Pull out every line from the line containing "Can you find the fallen" through the end of the material, both ends included, and reproduce it exactly. Keep pictures out.
** Start Extracted information **
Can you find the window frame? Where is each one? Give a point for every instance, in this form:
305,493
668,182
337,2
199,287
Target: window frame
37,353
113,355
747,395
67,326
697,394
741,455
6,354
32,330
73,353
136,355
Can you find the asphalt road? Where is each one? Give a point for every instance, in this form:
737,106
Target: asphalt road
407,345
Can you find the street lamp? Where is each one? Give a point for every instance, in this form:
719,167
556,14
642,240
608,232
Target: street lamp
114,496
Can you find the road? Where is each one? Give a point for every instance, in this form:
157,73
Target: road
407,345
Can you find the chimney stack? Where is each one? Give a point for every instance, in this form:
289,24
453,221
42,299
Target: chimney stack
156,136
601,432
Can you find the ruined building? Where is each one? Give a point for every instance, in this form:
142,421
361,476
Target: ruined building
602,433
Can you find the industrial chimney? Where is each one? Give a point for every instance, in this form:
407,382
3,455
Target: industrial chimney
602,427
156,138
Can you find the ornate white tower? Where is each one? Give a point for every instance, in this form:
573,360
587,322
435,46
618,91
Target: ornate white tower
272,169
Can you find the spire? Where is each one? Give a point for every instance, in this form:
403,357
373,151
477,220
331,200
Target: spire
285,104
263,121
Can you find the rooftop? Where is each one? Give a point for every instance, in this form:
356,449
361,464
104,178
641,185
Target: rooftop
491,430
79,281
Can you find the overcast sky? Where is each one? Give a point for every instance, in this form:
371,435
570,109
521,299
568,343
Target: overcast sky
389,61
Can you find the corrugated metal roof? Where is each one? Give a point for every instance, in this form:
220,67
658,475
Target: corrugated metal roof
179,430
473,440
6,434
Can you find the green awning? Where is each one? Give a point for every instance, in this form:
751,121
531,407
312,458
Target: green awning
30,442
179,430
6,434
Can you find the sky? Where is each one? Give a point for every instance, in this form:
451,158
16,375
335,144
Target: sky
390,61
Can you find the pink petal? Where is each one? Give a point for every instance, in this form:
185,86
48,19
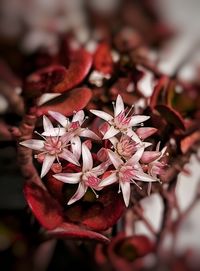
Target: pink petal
117,162
48,127
145,132
79,193
79,116
87,158
137,119
141,176
33,144
46,165
110,133
119,107
88,133
149,156
126,192
69,156
76,146
109,180
59,117
136,157
101,114
68,177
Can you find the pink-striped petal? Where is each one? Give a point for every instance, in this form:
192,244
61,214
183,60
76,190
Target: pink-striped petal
46,165
116,161
111,132
101,114
126,192
33,144
109,180
48,127
79,116
150,156
119,107
80,192
71,178
69,156
135,120
76,146
88,133
87,158
60,118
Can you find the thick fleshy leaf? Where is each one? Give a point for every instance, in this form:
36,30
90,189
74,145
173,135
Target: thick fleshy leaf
66,104
97,213
103,59
45,208
171,115
68,230
57,78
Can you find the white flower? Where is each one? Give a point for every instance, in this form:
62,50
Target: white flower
75,127
126,173
51,147
88,177
122,121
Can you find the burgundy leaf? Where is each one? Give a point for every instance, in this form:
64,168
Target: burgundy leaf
66,104
68,230
171,115
103,59
45,208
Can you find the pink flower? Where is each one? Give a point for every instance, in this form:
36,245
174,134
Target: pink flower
75,127
88,177
126,173
122,121
51,147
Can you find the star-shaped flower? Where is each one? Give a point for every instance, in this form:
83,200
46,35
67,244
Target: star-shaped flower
126,173
88,177
51,147
122,121
75,127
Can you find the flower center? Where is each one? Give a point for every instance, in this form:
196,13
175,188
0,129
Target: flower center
53,145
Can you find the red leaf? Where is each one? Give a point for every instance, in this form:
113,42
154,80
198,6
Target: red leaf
171,116
66,104
103,59
68,230
57,78
45,208
97,214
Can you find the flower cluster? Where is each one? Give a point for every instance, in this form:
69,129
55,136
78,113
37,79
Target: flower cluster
122,156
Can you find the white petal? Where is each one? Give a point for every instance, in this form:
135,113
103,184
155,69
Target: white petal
137,119
137,156
48,127
46,165
57,132
87,158
69,156
141,176
79,116
59,117
33,144
80,192
88,133
76,146
109,180
102,114
119,107
110,133
117,162
68,177
126,192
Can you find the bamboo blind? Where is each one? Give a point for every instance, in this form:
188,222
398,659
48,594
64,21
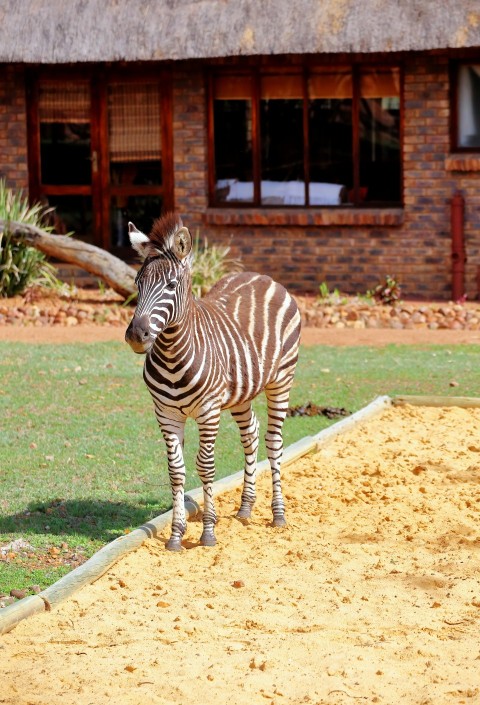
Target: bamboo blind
64,101
134,117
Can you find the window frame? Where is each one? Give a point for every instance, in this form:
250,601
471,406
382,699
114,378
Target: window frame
455,145
101,190
305,68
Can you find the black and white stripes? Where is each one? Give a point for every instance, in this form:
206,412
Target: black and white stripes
211,354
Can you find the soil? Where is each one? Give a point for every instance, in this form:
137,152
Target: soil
370,593
89,316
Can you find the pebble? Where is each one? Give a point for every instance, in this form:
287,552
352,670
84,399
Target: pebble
354,313
349,313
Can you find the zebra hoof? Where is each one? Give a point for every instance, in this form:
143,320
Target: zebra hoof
244,514
208,539
174,544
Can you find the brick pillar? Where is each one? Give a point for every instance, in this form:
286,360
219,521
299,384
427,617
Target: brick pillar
190,145
428,187
13,128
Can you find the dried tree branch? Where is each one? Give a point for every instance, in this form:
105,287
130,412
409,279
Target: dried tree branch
112,270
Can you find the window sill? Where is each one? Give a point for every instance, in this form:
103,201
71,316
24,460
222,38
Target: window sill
463,162
304,217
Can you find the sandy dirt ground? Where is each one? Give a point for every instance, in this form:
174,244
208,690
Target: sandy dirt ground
371,594
310,336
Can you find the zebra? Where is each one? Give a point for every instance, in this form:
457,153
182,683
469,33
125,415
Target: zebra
209,354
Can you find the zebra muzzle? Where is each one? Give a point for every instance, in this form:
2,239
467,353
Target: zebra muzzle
138,334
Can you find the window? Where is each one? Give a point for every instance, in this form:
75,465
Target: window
320,136
466,107
100,151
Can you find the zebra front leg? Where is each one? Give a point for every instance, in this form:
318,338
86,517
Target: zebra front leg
208,429
248,426
173,433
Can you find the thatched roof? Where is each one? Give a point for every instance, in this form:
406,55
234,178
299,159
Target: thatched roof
57,31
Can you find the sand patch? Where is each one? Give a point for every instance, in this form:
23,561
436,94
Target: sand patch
371,594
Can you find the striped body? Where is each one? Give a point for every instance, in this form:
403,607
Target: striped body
203,356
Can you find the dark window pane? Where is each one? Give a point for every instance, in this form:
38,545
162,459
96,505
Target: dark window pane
141,210
233,150
380,165
72,214
468,107
65,153
281,130
331,154
65,147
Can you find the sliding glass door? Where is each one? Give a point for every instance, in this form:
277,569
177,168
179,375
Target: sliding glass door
100,152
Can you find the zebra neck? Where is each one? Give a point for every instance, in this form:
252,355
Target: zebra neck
177,340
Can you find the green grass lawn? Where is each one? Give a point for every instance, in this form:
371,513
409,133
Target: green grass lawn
82,459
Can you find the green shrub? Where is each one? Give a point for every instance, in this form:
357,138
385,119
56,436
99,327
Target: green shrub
387,292
22,266
210,263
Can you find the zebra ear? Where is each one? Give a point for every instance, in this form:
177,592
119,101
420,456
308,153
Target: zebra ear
182,243
138,240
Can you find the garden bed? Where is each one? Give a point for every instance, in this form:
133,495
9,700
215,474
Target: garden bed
81,307
370,593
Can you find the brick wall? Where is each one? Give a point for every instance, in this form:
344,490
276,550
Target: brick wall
13,130
349,250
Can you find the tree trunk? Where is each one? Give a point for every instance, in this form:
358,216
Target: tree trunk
112,270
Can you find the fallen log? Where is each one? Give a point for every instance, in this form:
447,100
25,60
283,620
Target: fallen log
113,271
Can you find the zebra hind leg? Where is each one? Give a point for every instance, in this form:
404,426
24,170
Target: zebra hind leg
208,429
277,400
248,426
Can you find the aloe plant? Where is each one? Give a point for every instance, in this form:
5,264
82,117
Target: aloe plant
210,263
22,266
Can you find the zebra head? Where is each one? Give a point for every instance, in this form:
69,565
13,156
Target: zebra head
163,281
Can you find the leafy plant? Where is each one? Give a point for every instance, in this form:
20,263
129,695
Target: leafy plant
210,263
387,292
22,266
330,297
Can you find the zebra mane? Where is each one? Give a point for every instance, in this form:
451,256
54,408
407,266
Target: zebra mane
163,230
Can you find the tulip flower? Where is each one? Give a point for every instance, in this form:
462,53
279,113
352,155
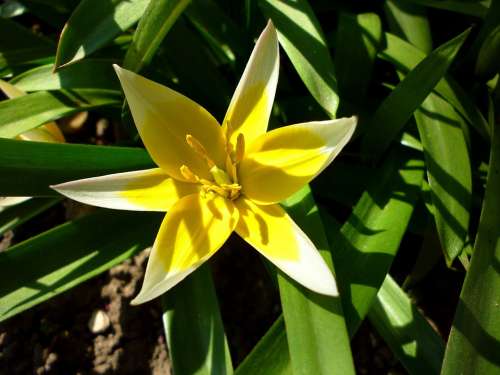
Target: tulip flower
213,180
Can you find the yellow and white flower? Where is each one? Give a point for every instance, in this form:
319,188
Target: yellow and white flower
214,179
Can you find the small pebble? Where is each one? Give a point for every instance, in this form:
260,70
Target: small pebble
98,322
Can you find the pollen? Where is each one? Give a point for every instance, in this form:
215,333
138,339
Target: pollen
223,182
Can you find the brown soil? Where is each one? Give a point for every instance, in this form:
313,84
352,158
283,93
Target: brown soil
54,338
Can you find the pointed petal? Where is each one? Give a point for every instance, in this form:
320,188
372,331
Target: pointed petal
280,162
10,90
193,230
164,117
11,201
276,236
251,105
49,132
146,190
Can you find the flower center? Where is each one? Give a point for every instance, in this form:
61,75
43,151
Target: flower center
223,182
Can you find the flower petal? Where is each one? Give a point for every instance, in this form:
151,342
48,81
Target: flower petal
193,230
145,190
164,117
280,162
276,236
11,201
251,105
** End Extracted information **
Written answer:
Can you find the fallen log? Where is each one? Give a point for every instance, in this form:
447,100
25,60
283,620
Target: fallen log
113,271
Can you find the zebra hind leg? Where is each one? Give a point for every instance, in this form:
404,426
24,170
Target: zebra hind leg
208,429
277,400
248,426
Can you find the aloe plant? Where is each one? Give a point for every instance, in this form:
5,264
82,117
Target: aloe plant
210,263
22,266
Can you find the zebra head? Where is each one? Give a point for every instance, in this form:
69,565
13,156
Target: zebra head
163,281
Can you find the leafy plant? Where is each one? Give a point for every instance, in this form:
20,263
129,695
Target: leafy plant
210,263
387,292
22,266
330,297
Can you find the zebra mane? Where is each one? Give a point for every instance, in this form:
451,256
54,408
407,266
Target: zebra mane
163,230
Can you find the tulip flower? Where is each one? Give a point for every instance, in this form:
462,53
279,113
352,155
Target: tulip flower
213,180
Can you find the yellow and white flower? Where is each one? Give a point for every instance, in this form:
319,188
Target: yellow and white flower
214,179
Can you find the small pebble? Where is each one? Give a point for every instance, in this form:
260,70
Target: small pebble
98,322
Can you find the pollen? Where is each one? Give a point for every instance, in this form:
215,333
138,339
Target: pollen
223,182
Can you find the brown soil? Where is each one? Give a point for every instance, in this form:
313,84
352,158
283,93
Target: brown soil
54,338
Can you find the pointed petal? Where is each one? Give a point for every instance, in this form:
320,188
372,331
Target: pointed petal
280,162
10,90
193,230
164,117
11,201
276,236
251,105
49,132
146,190
Can you find the flower center? Where is each one? Give a point for every instance, in this form:
61,75
43,151
Target: flower center
223,182
Can you find the flower petal? Where is each one? Give a point for every instance, in this form:
151,342
48,81
Target: flower petal
193,230
145,190
164,117
280,162
276,236
11,201
251,105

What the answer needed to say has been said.